Work to be completed:
Please restate exactly what appears in the records below from the first line to the line where "Target: brown ear" is, that line included.

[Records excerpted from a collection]
■ ■ ■ ■ ■
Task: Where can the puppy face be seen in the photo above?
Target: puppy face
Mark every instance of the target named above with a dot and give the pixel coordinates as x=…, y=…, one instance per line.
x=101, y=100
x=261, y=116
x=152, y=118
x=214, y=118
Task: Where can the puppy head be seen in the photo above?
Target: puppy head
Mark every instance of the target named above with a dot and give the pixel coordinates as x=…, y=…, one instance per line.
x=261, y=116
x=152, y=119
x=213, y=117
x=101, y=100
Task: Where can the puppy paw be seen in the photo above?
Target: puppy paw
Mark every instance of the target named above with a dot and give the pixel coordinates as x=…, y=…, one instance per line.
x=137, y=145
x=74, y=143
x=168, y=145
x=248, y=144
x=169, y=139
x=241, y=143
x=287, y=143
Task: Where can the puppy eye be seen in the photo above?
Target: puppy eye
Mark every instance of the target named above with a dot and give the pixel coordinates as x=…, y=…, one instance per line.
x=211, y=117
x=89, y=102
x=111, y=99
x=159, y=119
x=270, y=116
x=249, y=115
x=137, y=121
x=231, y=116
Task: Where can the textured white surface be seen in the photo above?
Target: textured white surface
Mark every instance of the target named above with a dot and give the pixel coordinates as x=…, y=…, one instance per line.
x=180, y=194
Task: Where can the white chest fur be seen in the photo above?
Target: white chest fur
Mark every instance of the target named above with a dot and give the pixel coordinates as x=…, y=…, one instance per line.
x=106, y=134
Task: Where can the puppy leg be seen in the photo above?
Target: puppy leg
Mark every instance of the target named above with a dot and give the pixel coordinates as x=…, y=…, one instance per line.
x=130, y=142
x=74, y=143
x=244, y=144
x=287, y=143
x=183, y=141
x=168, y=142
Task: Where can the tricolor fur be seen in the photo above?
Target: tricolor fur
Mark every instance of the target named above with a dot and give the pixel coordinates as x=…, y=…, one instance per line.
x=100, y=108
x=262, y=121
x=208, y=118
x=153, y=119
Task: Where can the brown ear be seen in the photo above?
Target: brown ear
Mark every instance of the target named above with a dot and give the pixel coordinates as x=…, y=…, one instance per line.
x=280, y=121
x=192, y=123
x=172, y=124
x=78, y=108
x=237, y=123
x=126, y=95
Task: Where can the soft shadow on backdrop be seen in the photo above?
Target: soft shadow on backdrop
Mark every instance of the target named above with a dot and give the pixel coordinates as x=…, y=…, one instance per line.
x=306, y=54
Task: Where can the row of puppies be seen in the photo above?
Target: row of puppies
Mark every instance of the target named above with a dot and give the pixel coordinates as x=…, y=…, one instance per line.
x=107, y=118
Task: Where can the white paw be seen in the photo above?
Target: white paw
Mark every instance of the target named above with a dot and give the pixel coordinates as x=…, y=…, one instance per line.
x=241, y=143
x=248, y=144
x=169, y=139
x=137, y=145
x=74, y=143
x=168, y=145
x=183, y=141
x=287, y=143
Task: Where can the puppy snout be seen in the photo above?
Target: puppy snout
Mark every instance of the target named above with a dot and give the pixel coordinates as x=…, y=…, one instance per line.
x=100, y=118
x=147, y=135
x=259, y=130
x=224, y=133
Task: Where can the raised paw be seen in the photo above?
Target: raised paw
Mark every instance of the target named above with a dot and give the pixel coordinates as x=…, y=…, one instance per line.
■ ■ ■ ■ ■
Response for this exercise:
Task: Where can the puppy face be seen in the photo above?
Target: puppy face
Mark every instance of the target named above with a dot and give the pixel coordinates as x=…, y=…, one instance per line.
x=101, y=100
x=261, y=116
x=152, y=118
x=214, y=118
Task: Where can the puppy head be seen in the photo above?
Target: puppy head
Mark every instance of the target named above with a dot and give the pixel coordinates as x=…, y=…, one instance per line.
x=261, y=116
x=152, y=119
x=213, y=117
x=101, y=100
Task: Where can the puppy paw be seen in the photo above?
Target: puppy paw
Mark every instance of the target named above with a dot and give the pixel coordinates as x=…, y=…, one instance per line.
x=137, y=145
x=74, y=143
x=168, y=145
x=248, y=144
x=169, y=139
x=241, y=143
x=287, y=143
Task: Where can the puppy eye be seen in the photo above?
Target: puppy eye
Mark every instance of the target named above with a dot and give the pixel coordinates as x=…, y=…, one instance per line.
x=211, y=117
x=89, y=102
x=111, y=99
x=159, y=119
x=270, y=116
x=249, y=115
x=137, y=121
x=231, y=116
Task: Where can the textured white surface be seen in the photo above?
Target: textured white surface
Mark every instance of the target named above with a dot and give the pixel coordinates as x=…, y=…, one instance per line.
x=180, y=194
Task: Where can the white chest fur be seen in the photo above?
Target: white chest fur
Mark every instance of the target named above with a dot and give the pixel coordinates as x=…, y=…, one instance per line.
x=106, y=134
Task: Where can the puppy leg be seen in the photo above?
Target: puppy leg
Mark every instance of the target named above with a dot and give the pixel coordinates as x=…, y=…, one instance per line.
x=130, y=142
x=74, y=143
x=244, y=144
x=287, y=143
x=183, y=141
x=168, y=142
Task: Where can the tricolor fur be seen in the photo above?
Target: tricolor fur
Mark every instance of the target named above with a dot and give the pixel coordinates as x=…, y=…, one instance per line.
x=100, y=108
x=262, y=121
x=208, y=118
x=153, y=119
Task: Where can the brown ear be seen in the photo above?
Target: brown ear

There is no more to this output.